● Dataset excerpt

++++++++++

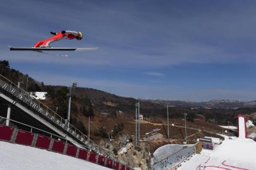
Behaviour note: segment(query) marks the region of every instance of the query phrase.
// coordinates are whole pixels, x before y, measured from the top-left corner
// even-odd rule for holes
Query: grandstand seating
[[[32,145],[34,134],[19,130],[15,139],[15,143],[25,145]]]
[[[90,162],[96,162],[96,161],[97,161],[97,156],[96,155],[95,153],[88,152],[88,153],[87,154],[87,156],[88,156],[88,155],[89,155],[89,156],[88,156],[88,160]]]
[[[67,152],[66,154],[68,156],[76,157],[78,147],[71,144],[67,144]]]
[[[14,140],[12,140],[14,139]],[[42,135],[0,125],[0,140],[36,147],[88,161],[117,170],[131,170],[131,167],[96,153],[77,147]],[[65,152],[65,148],[66,151]]]
[[[112,161],[111,159],[107,159],[106,166],[108,167],[112,167]]]
[[[65,144],[62,141],[54,140],[52,150],[56,152],[63,153]]]
[[[78,158],[83,160],[87,160],[87,154],[88,151],[83,149],[79,149]]]
[[[98,164],[100,165],[105,165],[106,158],[102,156],[99,156],[98,157]]]
[[[158,149],[153,154],[153,170],[172,169],[195,152],[194,146],[170,144]]]
[[[10,141],[13,132],[13,128],[0,125],[0,140]]]
[[[65,119],[57,115],[54,111],[50,110],[40,101],[31,97],[29,93],[20,88],[1,74],[0,92],[1,97],[6,102],[11,103],[14,107],[17,107],[21,111],[29,113],[28,115],[32,116],[34,118],[37,118],[41,123],[44,122],[45,123],[46,123],[47,125],[50,125],[49,127],[64,137],[66,139],[64,141],[66,140],[66,142],[55,140],[52,138],[52,135],[51,138],[49,138],[42,135],[18,130],[16,126],[11,122],[9,125],[13,127],[0,125],[0,140],[44,149],[98,164],[99,164],[98,156],[100,155],[105,156],[108,155],[109,150],[101,147],[88,139],[84,134],[71,124],[67,125]],[[1,120],[1,123],[3,123],[3,122],[4,121],[3,121],[3,118]],[[45,135],[44,133],[42,134]],[[76,145],[80,145],[81,147],[90,149],[91,152],[90,152],[75,146],[69,146],[67,143],[67,139],[69,140],[69,142],[76,144]],[[113,161],[107,159],[107,157],[105,157],[105,159],[107,161],[105,161],[104,165],[113,168]],[[120,167],[119,169],[122,169],[122,166]],[[124,167],[125,170],[132,169],[128,166],[125,166]]]
[[[117,161],[113,161],[113,169],[119,169],[119,163]]]
[[[15,103],[19,103],[22,106],[22,108],[26,108],[33,114],[39,116],[40,119],[47,121],[52,126],[64,133],[65,135],[62,136],[70,137],[72,139],[73,142],[77,142],[81,145],[82,147],[90,148],[99,154],[107,156],[108,153],[107,149],[98,146],[93,141],[89,140],[86,135],[71,124],[69,123],[67,125],[64,118],[40,101],[31,97],[29,93],[18,87],[1,74],[0,91],[5,96],[15,100]],[[15,105],[17,106],[16,104]]]
[[[38,135],[35,146],[37,147],[49,149],[50,147],[50,138],[41,135]]]

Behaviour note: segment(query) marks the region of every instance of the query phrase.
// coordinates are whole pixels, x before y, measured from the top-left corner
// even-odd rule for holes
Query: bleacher
[[[89,161],[116,170],[132,168],[93,152],[78,147],[71,144],[40,134],[0,125],[0,140],[34,147]]]
[[[45,121],[46,122],[45,124],[49,124],[59,132],[61,132],[63,137],[66,137],[76,145],[91,149],[103,156],[107,156],[109,152],[108,149],[102,148],[90,140],[75,127],[70,123],[66,123],[65,119],[54,111],[40,101],[31,97],[29,93],[18,87],[1,74],[0,91],[4,95],[0,94],[1,97],[6,98],[5,99],[8,102],[18,107],[19,109],[28,110],[26,112],[29,112],[33,116],[40,118],[40,121]]]
[[[158,148],[153,154],[151,169],[172,169],[195,152],[192,145],[169,144]]]
[[[16,116],[16,120],[17,119],[24,120],[29,117],[32,119],[31,123],[36,120],[38,122],[34,123],[37,125],[40,124],[41,127],[45,126],[45,128],[47,128],[47,132],[49,132],[48,130],[50,130],[51,133],[54,133],[52,137],[52,135],[50,137],[45,137],[44,135],[44,133],[37,134],[29,132],[26,129],[25,130],[18,129],[15,124],[12,125],[10,123],[11,127],[4,128],[4,126],[1,125],[3,127],[1,130],[9,132],[9,133],[6,133],[6,136],[1,137],[3,134],[0,134],[0,140],[65,154],[114,169],[131,169],[127,166],[122,165],[111,157],[110,150],[95,144],[72,124],[67,123],[65,119],[55,111],[31,97],[29,93],[1,74],[0,101],[4,103],[3,105],[11,105],[12,116]],[[2,118],[0,122],[3,124],[5,121]],[[37,130],[37,128],[34,130],[35,132]],[[56,134],[60,136],[58,139],[61,140],[54,137]],[[9,135],[11,136],[11,139]],[[84,154],[89,156],[84,157]]]

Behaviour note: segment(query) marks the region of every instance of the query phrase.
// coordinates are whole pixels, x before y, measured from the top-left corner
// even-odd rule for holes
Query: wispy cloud
[[[163,73],[157,72],[146,72],[143,74],[157,77],[163,77],[163,76],[165,76]]]

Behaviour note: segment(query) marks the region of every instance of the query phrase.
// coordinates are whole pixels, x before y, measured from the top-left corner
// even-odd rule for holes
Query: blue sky
[[[255,1],[1,3],[0,60],[45,84],[148,99],[256,99]],[[84,38],[52,46],[99,49],[60,57],[7,47],[61,30]]]

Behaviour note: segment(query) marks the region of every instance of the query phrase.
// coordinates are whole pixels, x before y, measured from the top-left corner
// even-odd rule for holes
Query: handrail
[[[61,128],[64,129],[65,132],[68,132],[67,134],[69,133],[71,136],[73,137],[72,138],[76,139],[76,140],[78,140],[80,142],[85,144],[86,145],[88,145],[86,147],[86,148],[89,147],[98,154],[108,156],[108,153],[109,153],[110,151],[108,149],[105,149],[95,144],[93,140],[89,139],[89,138],[86,135],[84,135],[83,132],[79,130],[72,124],[67,124],[65,119],[59,115],[55,111],[51,110],[50,108],[45,105],[39,100],[37,100],[35,98],[30,96],[30,94],[28,92],[18,87],[16,84],[13,83],[1,74],[0,74],[0,79],[1,78],[2,78],[2,79],[3,79],[3,81],[4,81],[4,82],[8,84],[7,85],[4,84],[1,88],[10,93],[11,95],[14,95],[19,99],[21,99],[22,101],[26,103],[26,104],[29,104],[30,106],[32,108],[34,107],[33,108],[35,109],[37,111],[38,111],[40,113],[42,113],[42,112],[45,111],[45,113],[42,113],[45,116],[46,116],[48,119],[50,119],[50,120],[54,122],[55,124],[59,125]],[[8,85],[9,86],[9,87],[8,87]],[[18,95],[15,95],[14,94],[16,92],[16,89],[18,89]],[[28,98],[29,101],[28,100]],[[44,109],[45,110],[44,110]],[[49,116],[50,116],[50,115],[52,115],[52,116],[50,118]],[[65,129],[65,126],[67,125],[67,127],[66,129]],[[70,130],[71,130],[71,132]],[[68,135],[70,136],[69,135]],[[79,139],[79,138],[80,139]],[[86,140],[84,140],[84,138]],[[84,146],[84,145],[83,144],[79,144]]]
[[[32,132],[32,133],[33,128],[34,128],[34,129],[36,129],[36,130],[42,131],[42,132],[44,132],[44,133],[48,133],[48,134],[50,134],[50,138],[52,138],[52,136],[55,136],[55,137],[58,137],[58,138],[62,139],[64,139],[64,140],[66,140],[66,141],[67,140],[67,139],[66,139],[65,138],[63,138],[62,137],[60,137],[60,136],[58,136],[58,135],[55,135],[55,134],[54,134],[54,133],[50,133],[50,132],[47,132],[47,131],[45,131],[45,130],[42,130],[42,129],[40,129],[40,128],[34,127],[33,127],[33,126],[28,125],[27,125],[27,124],[26,124],[26,123],[21,123],[21,122],[18,122],[18,121],[16,121],[16,120],[12,120],[12,119],[10,119],[10,118],[5,118],[5,117],[1,116],[0,116],[0,118],[4,118],[4,119],[5,119],[5,120],[9,120],[10,122],[18,123],[19,123],[19,124],[27,126],[27,127],[30,127],[30,128],[31,128],[30,132]]]

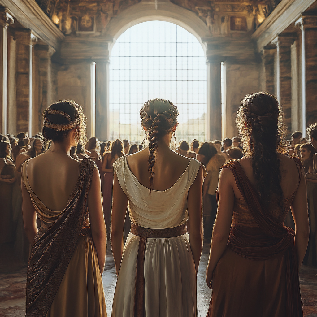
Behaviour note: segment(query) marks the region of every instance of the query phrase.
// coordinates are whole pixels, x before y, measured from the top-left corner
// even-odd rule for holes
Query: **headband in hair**
[[[58,114],[68,120],[69,122],[66,124],[58,124],[52,122],[48,118],[48,114]],[[47,109],[43,113],[43,118],[44,118],[44,126],[49,129],[52,129],[56,131],[67,131],[74,128],[76,126],[83,121],[85,116],[83,115],[80,117],[76,118],[75,121],[73,121],[68,113],[60,110],[55,109]]]

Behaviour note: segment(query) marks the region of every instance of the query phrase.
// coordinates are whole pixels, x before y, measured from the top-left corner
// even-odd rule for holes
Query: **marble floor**
[[[208,260],[208,246],[204,248],[197,279],[197,306],[198,317],[205,317],[211,291],[205,282]],[[102,276],[107,311],[111,315],[112,299],[116,276],[114,263],[108,252],[106,267]],[[19,267],[0,260],[0,317],[24,317],[25,314],[26,268]],[[317,268],[303,267],[301,269],[302,297],[305,317],[317,317]]]

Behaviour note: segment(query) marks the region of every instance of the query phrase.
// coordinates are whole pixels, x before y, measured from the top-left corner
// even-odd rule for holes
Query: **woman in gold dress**
[[[24,228],[32,247],[26,316],[105,317],[100,178],[91,160],[79,162],[69,155],[72,146],[83,147],[85,116],[68,100],[52,104],[43,116],[43,134],[51,145],[22,168]]]

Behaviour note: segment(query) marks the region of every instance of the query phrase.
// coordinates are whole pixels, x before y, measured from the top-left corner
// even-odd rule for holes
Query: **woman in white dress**
[[[112,316],[193,317],[206,172],[171,149],[179,113],[170,101],[149,100],[140,114],[149,146],[113,165],[111,236],[118,280]],[[124,249],[128,204],[132,223]]]

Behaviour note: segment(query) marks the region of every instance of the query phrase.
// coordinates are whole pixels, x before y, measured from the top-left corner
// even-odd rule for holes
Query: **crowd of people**
[[[306,173],[307,196],[311,222],[311,239],[304,263],[317,265],[317,123],[307,130],[308,139],[303,138],[302,133],[295,131],[291,139],[285,142],[285,154],[301,159]],[[1,135],[0,141],[0,202],[2,208],[0,213],[0,243],[14,242],[14,249],[21,261],[26,263],[29,255],[29,244],[24,233],[22,211],[21,189],[21,168],[22,164],[31,158],[44,151],[45,140],[39,133],[29,138],[27,133],[21,132],[16,136]],[[100,176],[103,196],[104,215],[107,232],[109,232],[113,163],[120,157],[131,154],[143,148],[142,145],[132,143],[128,140],[119,139],[101,141],[95,137],[90,138],[85,148],[80,144],[71,148],[70,155],[77,160],[88,158],[95,162]],[[240,138],[234,136],[221,141],[205,142],[193,139],[189,144],[180,140],[175,152],[181,155],[196,158],[202,163],[208,173],[203,188],[204,240],[210,243],[213,224],[217,213],[216,191],[222,166],[232,160],[239,159],[244,155]],[[315,210],[316,210],[316,211]],[[316,214],[315,215],[315,212]],[[286,225],[294,228],[290,211]],[[131,222],[127,212],[125,227],[125,236],[130,231]],[[40,223],[39,223],[40,225]]]
[[[106,315],[107,231],[114,317],[196,316],[204,236],[208,317],[302,315],[298,269],[316,264],[317,123],[284,142],[278,102],[258,92],[241,102],[241,137],[171,151],[177,107],[151,100],[140,115],[144,149],[87,140],[73,100],[45,110],[42,133],[0,135],[0,243],[28,260],[26,315]]]

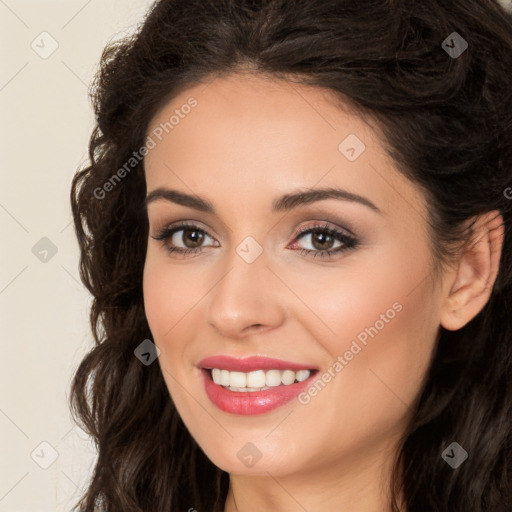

++++++++++

● Written exercise
Rewrite the lines above from the start of the excerpt up to and including the line with "[[[32,145],[34,134],[19,130],[15,139],[15,143],[25,145]]]", requests included, adding 26 to every coordinate in the answers. Leave the pictures out.

● Output below
Behaviour note: segment(query) marks the region of every instance of the query phrase.
// coordinates are whole pixels, x before y, measured from the top-left corner
// even-odd rule for holes
Query: grandstand seating
[[[58,171],[60,160],[45,156],[41,165],[41,169],[51,171]]]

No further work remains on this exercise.